=== Lesetext ===
Kleider machen Leute...

■ ...Logos machen Umsatz: Käuferanimation und Mitarbeitermotivation durch schöne Logos auf schicken Briefbögen/ Messerknecht zeigt sein neues Corporate Design

Ein Auge sieht dich an. Offen! Ehrlich! Kompetent! Es will dich hypnotisieren: kaufe, kauauaufe. Majestätisch blickt es seit Beginn des Jahres herab von den Briefbögen und Produktmappen von „messerknecht meister informationssysteme“. Die mittelständische Bremer Softwarefirma hat einschneidende Änderungen ihrer Unternehmensstruktur begleitet mit einer optischen Rundumerneuerung: neuer Name, neues Logo, neue Webside... Das neue Corporate Design stellte Stefan Messerknecht der Öffentlichkeit – in diesem Fall waren das ein paar Dutzend Interessierte der Bremer Wirtschaft – vor. Schnieke Briefbögen als Thema eines Wirtschaftsvortrags? Nicht gerade alltäglich. Es geschah auf Einladung des Bremer Design Zentrums. Das nämlich finanzierte des „meisters“neue Kleider. Auch nicht gerade alltäglich. Oder doch?

Seit 1990 fördert der Wirtschaftssenator Corporate Design und Produktdesign von immerhin 80 Bremer Unternehmen mit bis zu 40.000 Mark. Bundesweit einzigartig. Daß Designförderung als Teil der Wirtschaftsförderung begriffen wird, ist jedoch gute, alte Tradition.

Als die Franzosen, so erzählt der Leiter des Design Zentrums Klaus Berthold, bei der Pariser Weltausstellung 1890 fast alle Preise ab- sahnten, entschlossen sich Deutschland und England zum Eingreifen, unterstützten tatkräftig das eigene Handwerk durch Auf- und Ausbau der Gewerbemuseen.

Längst weiß es jeder Konsument: Er ist von Natur aus blöd, taumelt spastisch an Fäden, die trickreiche Marktstrategen und hinterhältige Werbefachleute ziehen. Aber nicht nur der Endverbraucher ist hilfloses Objekt ästhetischer Manipulationen. Zu seiner Beruhigung sei gesagt: Auch die Menschen der Wirtschaft gehen in die Falle des schönen Scheins. Der junge Marketingmann eines Unternehmens für Gebäudeverwaltungssoftware zum Beispiel berichtet Folgendes: Lange Zeit präsentierten wir unser Produkt mit dem Overheadprojektor. Dann investierten wir 12.000 Mark in einen Videobeamer, ein leichtes Gerät, das die Bildchen des Computers schön groß, schön bunt auf eine Leinwand projizierte, und prompt schnellte unser Absatz deutlich in die Höhe. Das Produkt blieb das alte.
===
• [Anforderung A] Schreibe im Lesetext alles von "Seit 1990 fördert" bis hinunter zu "Ausbau der Gewerbemuseen." ab und benenne dabei "Wirtschaftssenator" in "Senator für Wirtschaft" um.
• [Anforderung B] Fasse den Absatz des Lesetextes, der mit "Seit 1990 fördert" beginnt, als Liste mit seinen wichtigsten Fakten zusammen.
Die Zeilen spielen hierfür keine Rolle.
=== Ausgangsdaten ===
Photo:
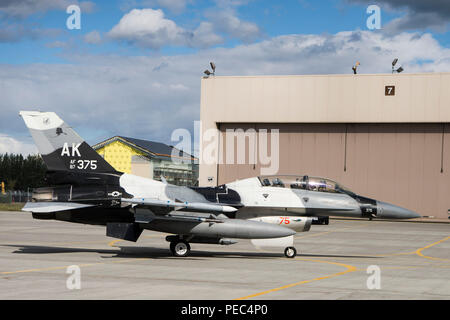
===
• [Lösung A]
Seit 1990 fördert der Senator für Wirtschaft Corporate Design und Produktdesign von immerhin 80 Bremer Unternehmen mit bis zu 40.000 Mark. Bundesweit einzigartig. Daß Designförderung als Teil der Wirtschaftsförderung begriffen wird, ist jedoch gute, alte Tradition.

Als die Franzosen, so erzählt der Leiter des Design Zentrums Klaus Berthold, bei der Pariser Weltausstellung 1890 fast alle Preise ab- sahnten, entschlossen sich Deutschland und England zum Eingreifen, unterstützten tatkräftig das eigene Handwerk durch Auf- und Ausbau der Gewerbemuseen.

• [Lösung B]
- Seit 1990 fördert der Wirtschaftssenator das Corporate Design und Produktdesign von 80 Bremer Unternehmen.
- Die Förderung beträgt bis zu 40.000 Mark.
- Diese Förderung ist bundesweit einzigartig.
- Dass Designförderung als Teil der Wirtschaftsförderung gilt, ist eine alte Tradition.